▸ DATA EXTRACTS
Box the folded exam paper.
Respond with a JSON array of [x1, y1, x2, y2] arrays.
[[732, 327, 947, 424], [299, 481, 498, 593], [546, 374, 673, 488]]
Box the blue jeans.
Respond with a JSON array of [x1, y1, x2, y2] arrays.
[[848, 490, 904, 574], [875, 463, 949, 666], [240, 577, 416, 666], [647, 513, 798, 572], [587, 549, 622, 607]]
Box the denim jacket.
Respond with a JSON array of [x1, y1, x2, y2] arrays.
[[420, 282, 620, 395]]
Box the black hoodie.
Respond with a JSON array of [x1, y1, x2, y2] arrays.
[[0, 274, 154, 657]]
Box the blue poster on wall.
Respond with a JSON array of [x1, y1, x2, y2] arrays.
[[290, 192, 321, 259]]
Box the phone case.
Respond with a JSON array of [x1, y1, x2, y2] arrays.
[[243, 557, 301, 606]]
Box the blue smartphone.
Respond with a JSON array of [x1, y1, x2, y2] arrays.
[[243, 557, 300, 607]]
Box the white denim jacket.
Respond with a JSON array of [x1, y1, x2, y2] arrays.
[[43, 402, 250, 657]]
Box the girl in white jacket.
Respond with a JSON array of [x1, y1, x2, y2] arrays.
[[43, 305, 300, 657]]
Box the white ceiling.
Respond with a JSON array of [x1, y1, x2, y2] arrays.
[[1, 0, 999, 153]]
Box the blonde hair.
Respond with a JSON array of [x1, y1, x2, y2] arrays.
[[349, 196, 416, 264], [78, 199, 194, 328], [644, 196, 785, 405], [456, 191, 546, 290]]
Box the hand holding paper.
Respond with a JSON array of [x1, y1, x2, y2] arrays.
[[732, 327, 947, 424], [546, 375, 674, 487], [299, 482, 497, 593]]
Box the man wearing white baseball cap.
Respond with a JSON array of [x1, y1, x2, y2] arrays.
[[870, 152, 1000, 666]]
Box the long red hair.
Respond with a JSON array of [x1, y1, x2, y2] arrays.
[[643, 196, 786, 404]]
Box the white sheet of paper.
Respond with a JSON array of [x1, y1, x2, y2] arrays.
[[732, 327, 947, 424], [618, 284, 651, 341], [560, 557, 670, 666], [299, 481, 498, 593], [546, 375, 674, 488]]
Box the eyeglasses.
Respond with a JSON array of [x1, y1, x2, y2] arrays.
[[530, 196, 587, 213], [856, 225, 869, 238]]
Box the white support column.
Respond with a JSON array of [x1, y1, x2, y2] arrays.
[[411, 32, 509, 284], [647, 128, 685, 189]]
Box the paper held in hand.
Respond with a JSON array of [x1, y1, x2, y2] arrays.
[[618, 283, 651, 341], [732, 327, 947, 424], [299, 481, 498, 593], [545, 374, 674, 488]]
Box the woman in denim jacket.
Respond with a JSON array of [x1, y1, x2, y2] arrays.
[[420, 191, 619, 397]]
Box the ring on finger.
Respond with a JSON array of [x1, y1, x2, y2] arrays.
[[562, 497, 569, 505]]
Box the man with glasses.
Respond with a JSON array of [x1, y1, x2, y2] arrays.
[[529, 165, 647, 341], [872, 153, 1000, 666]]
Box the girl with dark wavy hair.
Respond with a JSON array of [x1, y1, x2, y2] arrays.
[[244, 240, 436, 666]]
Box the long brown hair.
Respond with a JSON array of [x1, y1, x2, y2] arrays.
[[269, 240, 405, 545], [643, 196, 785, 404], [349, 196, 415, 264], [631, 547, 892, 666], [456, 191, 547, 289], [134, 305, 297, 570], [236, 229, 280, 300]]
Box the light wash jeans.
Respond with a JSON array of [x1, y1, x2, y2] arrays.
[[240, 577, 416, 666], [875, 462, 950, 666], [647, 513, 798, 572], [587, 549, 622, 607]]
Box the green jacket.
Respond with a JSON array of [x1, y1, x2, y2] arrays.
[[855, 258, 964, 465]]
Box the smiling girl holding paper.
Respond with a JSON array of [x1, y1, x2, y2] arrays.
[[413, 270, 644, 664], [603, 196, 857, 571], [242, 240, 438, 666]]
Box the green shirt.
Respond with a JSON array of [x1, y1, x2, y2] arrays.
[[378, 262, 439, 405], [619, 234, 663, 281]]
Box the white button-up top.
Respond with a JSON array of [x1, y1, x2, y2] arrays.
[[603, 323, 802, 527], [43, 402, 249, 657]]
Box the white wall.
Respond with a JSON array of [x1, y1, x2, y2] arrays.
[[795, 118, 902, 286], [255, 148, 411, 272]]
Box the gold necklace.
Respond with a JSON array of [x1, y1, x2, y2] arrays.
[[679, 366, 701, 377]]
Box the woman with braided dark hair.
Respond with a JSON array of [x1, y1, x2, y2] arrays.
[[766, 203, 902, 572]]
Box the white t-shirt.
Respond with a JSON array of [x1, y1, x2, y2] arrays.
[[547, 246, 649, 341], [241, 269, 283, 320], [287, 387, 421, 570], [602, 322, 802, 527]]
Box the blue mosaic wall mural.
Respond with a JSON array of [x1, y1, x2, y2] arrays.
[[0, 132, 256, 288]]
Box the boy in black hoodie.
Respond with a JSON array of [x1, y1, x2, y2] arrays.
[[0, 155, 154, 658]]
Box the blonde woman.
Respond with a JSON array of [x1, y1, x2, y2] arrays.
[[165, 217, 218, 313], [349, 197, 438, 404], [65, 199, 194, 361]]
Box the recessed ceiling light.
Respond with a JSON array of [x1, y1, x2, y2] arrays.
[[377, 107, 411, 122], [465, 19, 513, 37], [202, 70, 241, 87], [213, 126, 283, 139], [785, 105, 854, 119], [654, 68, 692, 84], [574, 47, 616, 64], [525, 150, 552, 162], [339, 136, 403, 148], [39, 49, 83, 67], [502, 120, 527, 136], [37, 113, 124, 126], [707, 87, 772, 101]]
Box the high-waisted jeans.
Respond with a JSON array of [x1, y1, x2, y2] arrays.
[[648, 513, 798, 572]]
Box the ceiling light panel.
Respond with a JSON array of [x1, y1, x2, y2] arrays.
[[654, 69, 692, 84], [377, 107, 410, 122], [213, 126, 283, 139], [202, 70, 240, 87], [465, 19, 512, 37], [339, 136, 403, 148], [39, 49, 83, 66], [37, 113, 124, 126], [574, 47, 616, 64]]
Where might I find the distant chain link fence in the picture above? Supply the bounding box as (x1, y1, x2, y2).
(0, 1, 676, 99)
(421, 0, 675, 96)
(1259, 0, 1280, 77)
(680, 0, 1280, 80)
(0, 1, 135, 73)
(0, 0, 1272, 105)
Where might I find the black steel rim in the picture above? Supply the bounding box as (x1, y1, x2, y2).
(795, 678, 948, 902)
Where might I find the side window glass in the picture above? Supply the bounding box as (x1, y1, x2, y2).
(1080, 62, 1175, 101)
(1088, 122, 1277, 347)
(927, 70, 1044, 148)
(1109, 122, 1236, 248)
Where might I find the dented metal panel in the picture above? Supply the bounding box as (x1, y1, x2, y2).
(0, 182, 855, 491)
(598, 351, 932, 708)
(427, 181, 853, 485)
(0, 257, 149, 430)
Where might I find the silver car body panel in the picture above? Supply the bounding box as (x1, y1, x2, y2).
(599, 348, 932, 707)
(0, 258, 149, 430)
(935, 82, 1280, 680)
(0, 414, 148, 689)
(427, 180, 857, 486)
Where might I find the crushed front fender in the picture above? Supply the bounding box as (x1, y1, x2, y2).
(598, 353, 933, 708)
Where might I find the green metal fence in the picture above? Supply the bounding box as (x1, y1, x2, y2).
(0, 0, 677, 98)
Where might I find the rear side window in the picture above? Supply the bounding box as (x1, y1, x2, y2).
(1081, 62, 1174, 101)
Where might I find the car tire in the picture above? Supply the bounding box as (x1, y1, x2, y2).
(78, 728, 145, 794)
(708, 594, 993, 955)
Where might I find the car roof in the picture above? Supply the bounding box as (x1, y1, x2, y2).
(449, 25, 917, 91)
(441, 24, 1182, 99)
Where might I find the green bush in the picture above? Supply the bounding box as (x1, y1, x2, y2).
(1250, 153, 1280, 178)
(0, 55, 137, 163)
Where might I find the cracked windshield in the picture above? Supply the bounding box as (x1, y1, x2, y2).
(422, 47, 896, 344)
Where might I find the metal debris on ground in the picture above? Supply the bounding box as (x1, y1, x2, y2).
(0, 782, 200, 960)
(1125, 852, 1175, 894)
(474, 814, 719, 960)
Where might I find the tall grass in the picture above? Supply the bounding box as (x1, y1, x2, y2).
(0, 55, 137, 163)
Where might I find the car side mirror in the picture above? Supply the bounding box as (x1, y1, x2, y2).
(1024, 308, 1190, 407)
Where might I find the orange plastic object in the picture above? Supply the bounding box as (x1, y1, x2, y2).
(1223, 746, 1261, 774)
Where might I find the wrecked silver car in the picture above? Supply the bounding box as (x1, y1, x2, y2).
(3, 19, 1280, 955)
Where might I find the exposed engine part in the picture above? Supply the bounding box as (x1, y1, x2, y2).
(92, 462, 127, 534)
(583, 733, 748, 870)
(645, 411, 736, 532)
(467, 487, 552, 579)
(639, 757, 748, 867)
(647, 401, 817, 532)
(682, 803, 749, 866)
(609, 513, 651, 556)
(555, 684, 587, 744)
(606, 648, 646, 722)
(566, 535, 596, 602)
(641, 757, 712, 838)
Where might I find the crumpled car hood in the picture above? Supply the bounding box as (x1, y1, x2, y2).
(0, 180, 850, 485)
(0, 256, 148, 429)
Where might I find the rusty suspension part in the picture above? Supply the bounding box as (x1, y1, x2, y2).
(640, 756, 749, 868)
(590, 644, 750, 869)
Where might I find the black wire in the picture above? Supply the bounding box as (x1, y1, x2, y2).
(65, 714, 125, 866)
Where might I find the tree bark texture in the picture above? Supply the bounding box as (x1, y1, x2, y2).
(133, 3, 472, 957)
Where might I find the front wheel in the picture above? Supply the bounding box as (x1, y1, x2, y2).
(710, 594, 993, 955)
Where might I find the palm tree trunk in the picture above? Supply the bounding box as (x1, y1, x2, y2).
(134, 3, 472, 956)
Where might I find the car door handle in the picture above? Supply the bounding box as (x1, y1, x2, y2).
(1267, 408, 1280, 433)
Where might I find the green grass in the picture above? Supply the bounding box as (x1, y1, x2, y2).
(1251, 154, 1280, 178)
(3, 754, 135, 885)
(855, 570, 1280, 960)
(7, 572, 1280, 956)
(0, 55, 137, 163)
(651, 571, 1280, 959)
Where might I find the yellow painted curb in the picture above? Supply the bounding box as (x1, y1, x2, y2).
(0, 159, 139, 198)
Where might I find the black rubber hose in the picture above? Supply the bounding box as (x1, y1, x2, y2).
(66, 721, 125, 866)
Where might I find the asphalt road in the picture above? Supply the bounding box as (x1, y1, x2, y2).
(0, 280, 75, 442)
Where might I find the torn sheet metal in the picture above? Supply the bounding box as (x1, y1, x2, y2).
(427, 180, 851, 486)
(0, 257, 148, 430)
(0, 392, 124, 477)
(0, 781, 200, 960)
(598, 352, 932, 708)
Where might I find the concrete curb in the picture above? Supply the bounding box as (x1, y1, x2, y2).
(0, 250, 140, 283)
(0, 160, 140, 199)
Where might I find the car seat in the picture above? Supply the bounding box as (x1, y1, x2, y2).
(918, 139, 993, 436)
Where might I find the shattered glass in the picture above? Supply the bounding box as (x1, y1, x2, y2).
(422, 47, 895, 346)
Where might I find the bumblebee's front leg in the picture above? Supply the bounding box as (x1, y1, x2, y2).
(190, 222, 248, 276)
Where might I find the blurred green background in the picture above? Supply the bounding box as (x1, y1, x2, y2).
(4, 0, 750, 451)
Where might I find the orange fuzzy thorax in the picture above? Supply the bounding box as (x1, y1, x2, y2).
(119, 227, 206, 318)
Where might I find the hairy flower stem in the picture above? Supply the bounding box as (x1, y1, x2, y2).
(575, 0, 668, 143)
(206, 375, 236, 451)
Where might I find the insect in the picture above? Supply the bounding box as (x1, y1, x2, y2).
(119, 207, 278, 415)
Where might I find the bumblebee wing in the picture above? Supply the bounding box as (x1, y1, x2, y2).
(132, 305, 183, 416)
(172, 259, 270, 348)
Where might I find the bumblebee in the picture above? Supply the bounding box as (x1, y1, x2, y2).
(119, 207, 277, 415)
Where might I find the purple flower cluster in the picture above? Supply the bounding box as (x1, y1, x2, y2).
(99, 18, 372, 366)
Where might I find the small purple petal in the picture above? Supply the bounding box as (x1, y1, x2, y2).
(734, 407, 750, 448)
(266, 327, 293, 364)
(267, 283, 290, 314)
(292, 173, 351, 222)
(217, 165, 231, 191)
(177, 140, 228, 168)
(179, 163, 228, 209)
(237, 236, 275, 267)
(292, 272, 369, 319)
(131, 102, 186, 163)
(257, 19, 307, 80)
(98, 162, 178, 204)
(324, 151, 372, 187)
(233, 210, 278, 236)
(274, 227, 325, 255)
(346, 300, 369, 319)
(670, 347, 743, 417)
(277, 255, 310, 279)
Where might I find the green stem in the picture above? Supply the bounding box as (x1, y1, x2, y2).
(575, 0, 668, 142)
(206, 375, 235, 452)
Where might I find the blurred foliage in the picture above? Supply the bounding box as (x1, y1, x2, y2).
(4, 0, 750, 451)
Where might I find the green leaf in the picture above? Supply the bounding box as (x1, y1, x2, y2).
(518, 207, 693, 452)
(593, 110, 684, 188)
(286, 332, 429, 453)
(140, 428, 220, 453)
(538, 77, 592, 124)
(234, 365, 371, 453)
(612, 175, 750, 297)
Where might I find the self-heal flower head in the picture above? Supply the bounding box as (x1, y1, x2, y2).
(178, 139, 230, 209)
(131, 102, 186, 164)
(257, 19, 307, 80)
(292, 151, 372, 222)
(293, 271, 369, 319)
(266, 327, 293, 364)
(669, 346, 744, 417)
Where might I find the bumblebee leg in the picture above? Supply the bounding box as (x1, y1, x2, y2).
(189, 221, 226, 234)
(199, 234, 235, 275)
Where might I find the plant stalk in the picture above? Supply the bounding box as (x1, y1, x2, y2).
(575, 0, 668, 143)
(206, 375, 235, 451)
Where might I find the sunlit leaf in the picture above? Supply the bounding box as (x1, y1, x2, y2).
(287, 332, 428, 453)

▸ TASK
From the entries above, write out only the lines starting at the line that holds "Box the white wall." and ending at the line that holds "Box the white t-shirt.", keeping both and matching them exactly.

▸ THE ANSWER
Box the white wall.
Respond with a JSON array of [x1, y1, x2, y2] arrays.
[[795, 118, 902, 286], [255, 148, 411, 272]]
Box the gold necklace.
Respond with a JSON array of [x1, y1, x2, y2] arrays.
[[679, 366, 701, 377]]
Box the woman with braided dark hair.
Respond with a JSON array of [x1, y1, x2, y2] arrays.
[[766, 203, 902, 572]]
Box the white t-shirt.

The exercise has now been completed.